(Stored data)
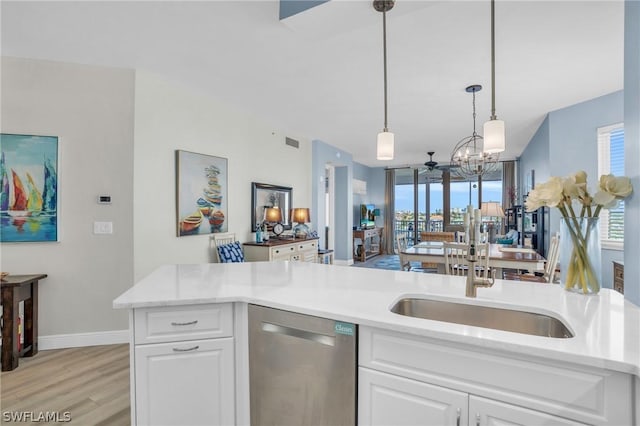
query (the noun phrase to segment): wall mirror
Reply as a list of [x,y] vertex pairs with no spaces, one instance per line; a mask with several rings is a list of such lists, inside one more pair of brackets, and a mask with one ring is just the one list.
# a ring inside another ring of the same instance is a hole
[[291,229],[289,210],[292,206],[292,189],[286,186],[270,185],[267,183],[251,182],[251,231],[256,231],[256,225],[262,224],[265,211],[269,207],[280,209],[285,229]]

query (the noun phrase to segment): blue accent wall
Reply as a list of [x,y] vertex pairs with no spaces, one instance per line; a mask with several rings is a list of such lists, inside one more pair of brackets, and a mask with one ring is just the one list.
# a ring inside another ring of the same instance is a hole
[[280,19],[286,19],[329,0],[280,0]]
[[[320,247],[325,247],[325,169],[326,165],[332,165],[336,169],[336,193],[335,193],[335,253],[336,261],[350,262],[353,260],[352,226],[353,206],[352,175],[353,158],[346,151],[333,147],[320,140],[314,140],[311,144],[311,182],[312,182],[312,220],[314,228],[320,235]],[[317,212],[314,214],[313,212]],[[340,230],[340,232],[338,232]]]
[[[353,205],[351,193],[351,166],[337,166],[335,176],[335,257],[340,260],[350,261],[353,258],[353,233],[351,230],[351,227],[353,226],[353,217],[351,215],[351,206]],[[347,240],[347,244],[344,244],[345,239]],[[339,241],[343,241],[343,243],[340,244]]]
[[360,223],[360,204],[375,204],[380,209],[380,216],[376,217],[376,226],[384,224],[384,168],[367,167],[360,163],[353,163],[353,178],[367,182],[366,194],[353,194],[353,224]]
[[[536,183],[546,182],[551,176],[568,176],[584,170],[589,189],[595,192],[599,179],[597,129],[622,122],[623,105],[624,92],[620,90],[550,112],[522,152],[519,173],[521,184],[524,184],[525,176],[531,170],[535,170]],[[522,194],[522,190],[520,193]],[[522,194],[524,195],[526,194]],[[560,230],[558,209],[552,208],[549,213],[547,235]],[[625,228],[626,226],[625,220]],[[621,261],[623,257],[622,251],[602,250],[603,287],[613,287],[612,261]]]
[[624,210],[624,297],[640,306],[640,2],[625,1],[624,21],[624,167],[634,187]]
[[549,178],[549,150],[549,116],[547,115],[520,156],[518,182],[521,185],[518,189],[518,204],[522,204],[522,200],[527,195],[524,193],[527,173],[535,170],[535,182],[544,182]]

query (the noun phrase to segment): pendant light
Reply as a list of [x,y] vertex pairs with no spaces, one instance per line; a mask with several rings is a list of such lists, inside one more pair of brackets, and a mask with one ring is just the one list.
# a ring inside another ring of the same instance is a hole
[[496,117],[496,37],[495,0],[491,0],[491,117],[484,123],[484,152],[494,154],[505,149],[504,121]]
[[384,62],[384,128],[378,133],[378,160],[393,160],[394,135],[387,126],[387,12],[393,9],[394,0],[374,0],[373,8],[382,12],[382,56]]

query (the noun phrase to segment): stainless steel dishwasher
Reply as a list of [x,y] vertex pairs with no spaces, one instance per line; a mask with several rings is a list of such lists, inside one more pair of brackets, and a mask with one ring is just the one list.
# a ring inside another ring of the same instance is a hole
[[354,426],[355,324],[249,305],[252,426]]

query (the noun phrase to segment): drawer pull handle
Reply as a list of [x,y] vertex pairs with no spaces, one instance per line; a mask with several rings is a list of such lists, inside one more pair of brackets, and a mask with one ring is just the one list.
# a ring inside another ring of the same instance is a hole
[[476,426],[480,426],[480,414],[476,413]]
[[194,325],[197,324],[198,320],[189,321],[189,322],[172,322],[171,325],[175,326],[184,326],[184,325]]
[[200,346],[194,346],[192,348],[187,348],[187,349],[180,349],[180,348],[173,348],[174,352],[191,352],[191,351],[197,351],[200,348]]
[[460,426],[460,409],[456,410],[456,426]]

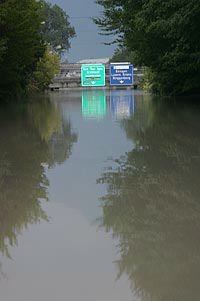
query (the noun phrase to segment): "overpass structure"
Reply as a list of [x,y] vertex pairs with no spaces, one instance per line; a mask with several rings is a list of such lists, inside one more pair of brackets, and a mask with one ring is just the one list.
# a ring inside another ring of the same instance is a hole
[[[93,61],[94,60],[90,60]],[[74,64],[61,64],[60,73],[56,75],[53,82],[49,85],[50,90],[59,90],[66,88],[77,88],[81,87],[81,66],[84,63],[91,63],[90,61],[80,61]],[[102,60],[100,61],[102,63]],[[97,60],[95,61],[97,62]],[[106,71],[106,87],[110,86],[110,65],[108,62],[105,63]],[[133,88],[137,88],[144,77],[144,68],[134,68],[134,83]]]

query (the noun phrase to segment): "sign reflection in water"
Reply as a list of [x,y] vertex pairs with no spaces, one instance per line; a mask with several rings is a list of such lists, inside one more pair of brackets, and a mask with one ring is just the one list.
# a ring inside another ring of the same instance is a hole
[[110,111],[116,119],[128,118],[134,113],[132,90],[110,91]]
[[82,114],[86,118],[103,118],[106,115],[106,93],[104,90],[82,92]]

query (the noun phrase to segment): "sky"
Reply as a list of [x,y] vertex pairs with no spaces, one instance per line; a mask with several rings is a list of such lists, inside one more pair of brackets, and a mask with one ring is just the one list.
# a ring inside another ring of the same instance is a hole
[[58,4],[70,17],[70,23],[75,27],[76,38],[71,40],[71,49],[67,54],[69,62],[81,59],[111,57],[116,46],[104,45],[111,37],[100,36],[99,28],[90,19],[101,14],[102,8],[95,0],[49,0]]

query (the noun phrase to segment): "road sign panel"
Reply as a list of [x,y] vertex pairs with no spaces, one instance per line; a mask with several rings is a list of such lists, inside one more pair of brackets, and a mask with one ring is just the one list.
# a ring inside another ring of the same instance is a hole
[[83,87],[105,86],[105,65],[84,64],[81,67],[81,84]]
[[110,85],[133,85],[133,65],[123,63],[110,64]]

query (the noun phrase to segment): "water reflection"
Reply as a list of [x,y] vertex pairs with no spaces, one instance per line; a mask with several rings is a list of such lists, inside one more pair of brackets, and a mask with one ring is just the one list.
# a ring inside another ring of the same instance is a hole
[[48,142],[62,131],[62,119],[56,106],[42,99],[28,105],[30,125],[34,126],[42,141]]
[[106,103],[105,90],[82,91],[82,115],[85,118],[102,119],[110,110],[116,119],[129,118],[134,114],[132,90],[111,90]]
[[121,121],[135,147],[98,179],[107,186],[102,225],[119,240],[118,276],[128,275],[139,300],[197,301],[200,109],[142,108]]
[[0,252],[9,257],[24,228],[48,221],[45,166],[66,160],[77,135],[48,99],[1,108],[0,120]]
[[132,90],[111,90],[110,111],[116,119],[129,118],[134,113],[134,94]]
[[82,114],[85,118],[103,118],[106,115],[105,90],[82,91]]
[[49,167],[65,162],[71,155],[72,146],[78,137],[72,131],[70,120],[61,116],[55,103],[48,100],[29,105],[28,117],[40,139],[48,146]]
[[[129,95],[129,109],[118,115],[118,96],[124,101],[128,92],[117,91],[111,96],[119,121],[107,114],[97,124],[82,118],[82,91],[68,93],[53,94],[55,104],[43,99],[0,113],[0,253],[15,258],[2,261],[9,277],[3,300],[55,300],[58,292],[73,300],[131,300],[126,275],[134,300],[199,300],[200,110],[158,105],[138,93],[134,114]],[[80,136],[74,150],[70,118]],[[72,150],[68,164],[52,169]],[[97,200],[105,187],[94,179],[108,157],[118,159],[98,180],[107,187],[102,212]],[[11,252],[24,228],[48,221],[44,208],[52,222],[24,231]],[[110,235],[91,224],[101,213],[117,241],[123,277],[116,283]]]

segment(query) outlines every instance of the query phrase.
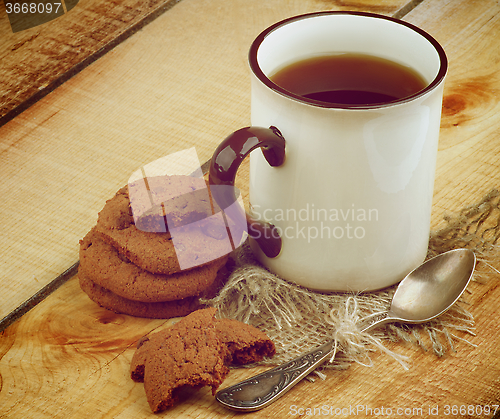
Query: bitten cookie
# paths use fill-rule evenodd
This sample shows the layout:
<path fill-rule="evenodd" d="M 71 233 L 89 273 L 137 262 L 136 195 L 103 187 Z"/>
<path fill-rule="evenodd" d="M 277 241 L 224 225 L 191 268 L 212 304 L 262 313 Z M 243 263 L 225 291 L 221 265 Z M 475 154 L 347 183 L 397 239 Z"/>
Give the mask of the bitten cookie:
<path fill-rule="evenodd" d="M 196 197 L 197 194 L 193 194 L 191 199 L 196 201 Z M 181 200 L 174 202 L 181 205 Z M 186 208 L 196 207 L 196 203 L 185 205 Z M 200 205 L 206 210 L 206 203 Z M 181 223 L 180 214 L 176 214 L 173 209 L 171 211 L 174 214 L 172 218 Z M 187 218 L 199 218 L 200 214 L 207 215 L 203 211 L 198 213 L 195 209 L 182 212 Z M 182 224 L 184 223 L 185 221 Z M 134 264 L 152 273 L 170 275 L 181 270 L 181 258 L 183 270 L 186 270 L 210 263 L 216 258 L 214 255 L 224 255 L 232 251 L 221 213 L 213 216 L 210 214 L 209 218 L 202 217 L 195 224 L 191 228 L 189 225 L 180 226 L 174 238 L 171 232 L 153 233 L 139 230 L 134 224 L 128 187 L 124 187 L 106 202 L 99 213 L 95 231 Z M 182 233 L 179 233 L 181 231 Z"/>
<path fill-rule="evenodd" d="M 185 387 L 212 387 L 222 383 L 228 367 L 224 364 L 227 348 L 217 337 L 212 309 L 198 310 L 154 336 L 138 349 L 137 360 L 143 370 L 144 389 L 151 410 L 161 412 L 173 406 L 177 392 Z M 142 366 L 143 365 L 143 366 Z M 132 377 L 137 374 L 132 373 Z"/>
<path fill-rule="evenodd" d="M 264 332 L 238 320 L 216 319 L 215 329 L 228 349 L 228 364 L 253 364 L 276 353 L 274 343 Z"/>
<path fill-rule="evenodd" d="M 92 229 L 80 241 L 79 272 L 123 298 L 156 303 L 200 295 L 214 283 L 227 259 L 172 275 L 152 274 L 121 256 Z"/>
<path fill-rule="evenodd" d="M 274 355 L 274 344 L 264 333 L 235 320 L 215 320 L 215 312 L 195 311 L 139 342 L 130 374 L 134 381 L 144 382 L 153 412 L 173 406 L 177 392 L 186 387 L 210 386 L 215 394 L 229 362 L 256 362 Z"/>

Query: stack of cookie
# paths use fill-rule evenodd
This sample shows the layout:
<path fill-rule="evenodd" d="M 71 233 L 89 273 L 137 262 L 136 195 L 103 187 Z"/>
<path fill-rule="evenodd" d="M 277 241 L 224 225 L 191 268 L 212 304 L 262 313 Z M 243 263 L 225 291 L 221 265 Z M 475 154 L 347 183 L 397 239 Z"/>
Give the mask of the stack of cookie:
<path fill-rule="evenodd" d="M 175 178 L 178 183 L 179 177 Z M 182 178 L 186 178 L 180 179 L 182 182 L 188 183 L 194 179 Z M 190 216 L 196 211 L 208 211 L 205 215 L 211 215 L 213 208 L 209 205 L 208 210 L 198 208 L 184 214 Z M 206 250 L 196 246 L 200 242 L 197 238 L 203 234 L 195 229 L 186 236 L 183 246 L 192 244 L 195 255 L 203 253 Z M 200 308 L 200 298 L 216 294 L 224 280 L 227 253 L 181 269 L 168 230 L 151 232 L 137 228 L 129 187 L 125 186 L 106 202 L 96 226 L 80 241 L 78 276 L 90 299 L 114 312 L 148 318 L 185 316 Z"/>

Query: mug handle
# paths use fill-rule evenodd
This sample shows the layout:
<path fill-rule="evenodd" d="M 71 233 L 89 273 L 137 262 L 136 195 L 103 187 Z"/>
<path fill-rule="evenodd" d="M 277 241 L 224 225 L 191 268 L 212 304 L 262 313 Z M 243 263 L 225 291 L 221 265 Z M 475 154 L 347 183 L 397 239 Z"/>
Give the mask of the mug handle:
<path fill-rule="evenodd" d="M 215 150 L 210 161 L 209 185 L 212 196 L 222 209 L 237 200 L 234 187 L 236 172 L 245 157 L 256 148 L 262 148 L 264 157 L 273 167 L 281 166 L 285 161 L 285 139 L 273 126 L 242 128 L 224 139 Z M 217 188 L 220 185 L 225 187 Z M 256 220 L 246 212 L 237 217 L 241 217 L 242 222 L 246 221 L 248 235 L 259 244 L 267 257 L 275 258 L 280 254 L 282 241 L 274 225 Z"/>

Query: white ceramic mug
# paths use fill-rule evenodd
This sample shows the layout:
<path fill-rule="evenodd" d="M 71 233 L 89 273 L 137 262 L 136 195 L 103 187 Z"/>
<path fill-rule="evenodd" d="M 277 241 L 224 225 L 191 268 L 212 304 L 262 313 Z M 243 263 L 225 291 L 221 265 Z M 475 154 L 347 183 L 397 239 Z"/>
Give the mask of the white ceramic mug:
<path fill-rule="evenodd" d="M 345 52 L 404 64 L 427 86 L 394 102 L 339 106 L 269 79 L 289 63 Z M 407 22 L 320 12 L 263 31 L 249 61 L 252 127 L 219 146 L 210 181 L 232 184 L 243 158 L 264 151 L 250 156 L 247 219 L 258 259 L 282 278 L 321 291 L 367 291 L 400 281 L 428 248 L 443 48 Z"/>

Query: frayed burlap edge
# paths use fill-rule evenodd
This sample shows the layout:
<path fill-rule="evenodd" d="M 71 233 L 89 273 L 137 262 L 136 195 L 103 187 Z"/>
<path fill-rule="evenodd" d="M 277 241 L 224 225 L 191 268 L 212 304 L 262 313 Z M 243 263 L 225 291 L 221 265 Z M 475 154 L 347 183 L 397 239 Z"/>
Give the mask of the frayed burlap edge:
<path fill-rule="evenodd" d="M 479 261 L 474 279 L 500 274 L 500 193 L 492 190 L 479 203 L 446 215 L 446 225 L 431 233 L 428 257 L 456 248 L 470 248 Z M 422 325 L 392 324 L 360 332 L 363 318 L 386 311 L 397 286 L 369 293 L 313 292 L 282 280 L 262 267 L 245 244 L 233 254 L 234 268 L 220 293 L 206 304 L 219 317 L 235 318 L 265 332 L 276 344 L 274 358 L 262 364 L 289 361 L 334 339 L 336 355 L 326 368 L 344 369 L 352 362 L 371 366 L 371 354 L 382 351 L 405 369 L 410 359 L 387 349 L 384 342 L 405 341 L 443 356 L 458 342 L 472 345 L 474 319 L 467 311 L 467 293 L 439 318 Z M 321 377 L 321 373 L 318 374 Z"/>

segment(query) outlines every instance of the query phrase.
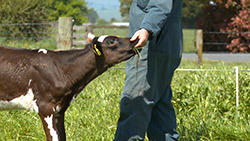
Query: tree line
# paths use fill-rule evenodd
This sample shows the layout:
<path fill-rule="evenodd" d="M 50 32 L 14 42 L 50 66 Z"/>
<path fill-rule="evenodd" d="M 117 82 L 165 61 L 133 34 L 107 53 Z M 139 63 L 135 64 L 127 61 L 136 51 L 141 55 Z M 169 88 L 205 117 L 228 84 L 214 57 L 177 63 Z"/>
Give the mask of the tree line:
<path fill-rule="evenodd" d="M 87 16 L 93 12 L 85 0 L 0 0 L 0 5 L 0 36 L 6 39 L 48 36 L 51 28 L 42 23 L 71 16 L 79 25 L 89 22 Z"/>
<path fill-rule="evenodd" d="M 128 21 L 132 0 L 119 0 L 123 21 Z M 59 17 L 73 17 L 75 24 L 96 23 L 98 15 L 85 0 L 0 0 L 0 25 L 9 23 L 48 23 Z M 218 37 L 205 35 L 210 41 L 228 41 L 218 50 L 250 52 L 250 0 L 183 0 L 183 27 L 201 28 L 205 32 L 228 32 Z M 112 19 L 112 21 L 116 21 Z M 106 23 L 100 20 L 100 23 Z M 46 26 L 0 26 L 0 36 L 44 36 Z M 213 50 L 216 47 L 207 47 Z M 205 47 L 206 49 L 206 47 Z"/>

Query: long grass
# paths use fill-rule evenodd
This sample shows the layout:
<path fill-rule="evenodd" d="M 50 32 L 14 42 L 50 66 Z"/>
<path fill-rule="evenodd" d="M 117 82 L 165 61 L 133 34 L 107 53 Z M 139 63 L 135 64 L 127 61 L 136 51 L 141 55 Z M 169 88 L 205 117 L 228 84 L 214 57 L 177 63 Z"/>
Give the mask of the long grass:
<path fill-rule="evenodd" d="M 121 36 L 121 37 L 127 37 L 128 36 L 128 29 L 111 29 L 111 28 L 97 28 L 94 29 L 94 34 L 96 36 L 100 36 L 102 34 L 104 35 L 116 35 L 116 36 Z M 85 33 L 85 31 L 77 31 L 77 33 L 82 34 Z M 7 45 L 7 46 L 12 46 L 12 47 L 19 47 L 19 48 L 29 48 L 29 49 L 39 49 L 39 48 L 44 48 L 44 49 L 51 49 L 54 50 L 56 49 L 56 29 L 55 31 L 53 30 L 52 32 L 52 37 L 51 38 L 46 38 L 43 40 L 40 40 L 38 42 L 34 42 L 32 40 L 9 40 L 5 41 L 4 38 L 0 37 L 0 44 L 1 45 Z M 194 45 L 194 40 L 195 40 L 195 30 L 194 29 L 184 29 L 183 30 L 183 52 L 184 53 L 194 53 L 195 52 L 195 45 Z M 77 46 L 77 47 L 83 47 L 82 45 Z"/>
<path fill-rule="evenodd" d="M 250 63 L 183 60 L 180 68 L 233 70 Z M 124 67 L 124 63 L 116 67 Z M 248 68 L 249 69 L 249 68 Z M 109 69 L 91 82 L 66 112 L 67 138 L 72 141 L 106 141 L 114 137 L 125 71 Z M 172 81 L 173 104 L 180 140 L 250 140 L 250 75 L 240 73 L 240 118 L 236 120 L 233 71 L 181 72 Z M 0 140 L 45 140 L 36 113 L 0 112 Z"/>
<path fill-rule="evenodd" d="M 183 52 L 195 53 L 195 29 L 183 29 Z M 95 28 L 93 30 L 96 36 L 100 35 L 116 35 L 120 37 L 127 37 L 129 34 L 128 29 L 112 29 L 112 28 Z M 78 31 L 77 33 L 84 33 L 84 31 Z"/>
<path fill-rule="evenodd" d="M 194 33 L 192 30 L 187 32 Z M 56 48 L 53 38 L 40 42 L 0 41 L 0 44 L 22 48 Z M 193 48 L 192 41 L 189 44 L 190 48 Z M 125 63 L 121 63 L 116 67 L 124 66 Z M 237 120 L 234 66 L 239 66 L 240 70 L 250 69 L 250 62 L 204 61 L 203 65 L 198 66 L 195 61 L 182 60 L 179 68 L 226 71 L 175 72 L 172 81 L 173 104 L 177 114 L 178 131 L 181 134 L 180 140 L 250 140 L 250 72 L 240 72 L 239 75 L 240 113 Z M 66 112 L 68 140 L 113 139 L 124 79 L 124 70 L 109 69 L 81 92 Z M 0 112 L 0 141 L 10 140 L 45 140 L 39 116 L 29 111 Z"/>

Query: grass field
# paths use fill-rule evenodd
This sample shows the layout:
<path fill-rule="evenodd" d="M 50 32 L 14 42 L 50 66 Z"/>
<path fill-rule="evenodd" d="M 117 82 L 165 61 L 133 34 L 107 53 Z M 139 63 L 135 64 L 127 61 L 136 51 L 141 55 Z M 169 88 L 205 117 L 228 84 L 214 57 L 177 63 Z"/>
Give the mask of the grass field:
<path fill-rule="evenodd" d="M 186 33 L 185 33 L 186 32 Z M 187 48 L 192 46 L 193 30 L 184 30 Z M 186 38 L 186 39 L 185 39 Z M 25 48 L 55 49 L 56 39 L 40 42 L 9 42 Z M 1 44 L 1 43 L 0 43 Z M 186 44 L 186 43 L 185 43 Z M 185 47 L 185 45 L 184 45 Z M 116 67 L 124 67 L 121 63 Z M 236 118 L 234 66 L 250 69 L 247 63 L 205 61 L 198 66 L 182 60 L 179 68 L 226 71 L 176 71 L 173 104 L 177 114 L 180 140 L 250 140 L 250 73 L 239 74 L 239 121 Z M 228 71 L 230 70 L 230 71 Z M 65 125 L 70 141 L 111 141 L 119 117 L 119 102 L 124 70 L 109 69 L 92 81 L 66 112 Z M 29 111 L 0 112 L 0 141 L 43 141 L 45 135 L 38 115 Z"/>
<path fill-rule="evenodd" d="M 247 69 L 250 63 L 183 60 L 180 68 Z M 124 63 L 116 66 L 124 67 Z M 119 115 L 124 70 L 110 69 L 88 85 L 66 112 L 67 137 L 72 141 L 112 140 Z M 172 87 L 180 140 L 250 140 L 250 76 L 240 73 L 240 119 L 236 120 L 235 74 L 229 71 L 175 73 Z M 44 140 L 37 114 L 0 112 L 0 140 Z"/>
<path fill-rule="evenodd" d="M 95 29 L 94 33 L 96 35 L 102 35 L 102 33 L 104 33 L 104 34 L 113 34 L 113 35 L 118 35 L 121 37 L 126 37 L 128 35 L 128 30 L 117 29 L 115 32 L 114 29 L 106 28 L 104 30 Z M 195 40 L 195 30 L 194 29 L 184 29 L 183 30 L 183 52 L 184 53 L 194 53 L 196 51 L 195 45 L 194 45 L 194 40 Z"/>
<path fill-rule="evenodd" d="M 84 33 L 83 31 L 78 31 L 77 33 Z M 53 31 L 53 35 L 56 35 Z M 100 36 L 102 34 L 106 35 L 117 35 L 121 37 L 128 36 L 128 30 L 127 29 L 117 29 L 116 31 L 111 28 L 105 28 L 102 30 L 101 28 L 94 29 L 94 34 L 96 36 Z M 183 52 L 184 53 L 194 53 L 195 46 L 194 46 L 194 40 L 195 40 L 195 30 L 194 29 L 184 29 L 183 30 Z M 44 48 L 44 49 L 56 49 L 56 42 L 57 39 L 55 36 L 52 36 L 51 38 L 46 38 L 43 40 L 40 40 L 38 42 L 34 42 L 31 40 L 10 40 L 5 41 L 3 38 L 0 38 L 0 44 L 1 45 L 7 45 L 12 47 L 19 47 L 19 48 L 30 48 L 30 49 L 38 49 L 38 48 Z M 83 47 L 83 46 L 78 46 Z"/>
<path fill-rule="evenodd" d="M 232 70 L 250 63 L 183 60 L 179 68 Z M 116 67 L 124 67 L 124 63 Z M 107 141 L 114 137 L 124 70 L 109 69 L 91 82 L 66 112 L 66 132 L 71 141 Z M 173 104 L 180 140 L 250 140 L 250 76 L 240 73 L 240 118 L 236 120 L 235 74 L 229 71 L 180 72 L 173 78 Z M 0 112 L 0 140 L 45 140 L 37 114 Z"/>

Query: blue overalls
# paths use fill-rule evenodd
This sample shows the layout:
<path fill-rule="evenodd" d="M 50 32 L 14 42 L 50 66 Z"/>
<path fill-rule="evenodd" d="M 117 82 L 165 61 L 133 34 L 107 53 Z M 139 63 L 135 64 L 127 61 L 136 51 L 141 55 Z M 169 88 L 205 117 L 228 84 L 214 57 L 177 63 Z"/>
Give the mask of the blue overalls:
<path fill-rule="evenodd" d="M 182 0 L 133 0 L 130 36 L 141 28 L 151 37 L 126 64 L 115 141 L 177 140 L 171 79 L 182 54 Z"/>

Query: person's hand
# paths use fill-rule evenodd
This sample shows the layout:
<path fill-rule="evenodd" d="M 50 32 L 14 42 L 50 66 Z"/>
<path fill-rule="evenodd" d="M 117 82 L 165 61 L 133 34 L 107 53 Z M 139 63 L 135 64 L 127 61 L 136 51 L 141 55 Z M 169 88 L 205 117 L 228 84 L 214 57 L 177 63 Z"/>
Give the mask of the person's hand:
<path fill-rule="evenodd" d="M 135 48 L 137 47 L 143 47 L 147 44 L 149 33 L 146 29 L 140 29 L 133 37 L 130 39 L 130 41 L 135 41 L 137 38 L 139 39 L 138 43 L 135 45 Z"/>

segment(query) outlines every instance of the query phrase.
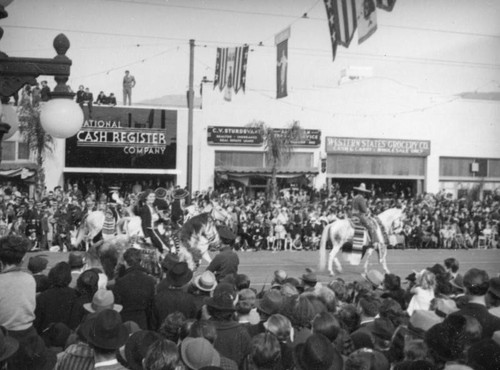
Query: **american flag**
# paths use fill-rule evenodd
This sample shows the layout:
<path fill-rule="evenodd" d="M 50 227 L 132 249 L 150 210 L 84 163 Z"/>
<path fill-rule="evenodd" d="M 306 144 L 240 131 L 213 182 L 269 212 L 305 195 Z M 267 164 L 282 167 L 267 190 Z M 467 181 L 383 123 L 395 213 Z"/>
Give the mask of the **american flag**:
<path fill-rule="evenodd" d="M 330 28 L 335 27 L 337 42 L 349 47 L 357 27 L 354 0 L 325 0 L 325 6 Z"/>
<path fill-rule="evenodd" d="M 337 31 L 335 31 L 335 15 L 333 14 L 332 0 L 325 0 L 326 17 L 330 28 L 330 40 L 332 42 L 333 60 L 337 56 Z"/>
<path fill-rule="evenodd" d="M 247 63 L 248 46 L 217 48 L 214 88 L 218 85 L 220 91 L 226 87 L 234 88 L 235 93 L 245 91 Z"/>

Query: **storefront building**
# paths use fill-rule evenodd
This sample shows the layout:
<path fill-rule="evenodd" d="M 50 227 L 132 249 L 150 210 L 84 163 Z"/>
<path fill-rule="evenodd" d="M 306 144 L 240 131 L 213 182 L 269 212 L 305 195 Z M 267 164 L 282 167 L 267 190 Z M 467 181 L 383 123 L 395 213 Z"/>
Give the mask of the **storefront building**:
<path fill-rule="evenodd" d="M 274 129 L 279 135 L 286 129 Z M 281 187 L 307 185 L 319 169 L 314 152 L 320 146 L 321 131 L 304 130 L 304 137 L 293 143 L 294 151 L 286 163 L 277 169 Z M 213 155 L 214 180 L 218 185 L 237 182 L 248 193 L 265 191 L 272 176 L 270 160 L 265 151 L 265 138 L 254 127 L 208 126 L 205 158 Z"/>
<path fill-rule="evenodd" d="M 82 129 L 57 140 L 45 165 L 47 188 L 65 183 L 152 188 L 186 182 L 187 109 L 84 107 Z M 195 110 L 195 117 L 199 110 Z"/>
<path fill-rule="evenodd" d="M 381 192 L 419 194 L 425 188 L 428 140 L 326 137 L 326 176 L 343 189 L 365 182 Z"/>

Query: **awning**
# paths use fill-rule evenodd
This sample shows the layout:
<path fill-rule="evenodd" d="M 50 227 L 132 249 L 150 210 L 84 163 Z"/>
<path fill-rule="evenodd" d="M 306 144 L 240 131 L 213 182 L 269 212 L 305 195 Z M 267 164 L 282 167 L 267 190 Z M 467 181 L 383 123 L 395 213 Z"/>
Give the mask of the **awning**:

Work task:
Go through the records above, find each line with the string "water", and copy it.

Response to the task:
query (the noun phrase to segment): "sign reflection in water"
query (the noun phrase to segment): "water reflection"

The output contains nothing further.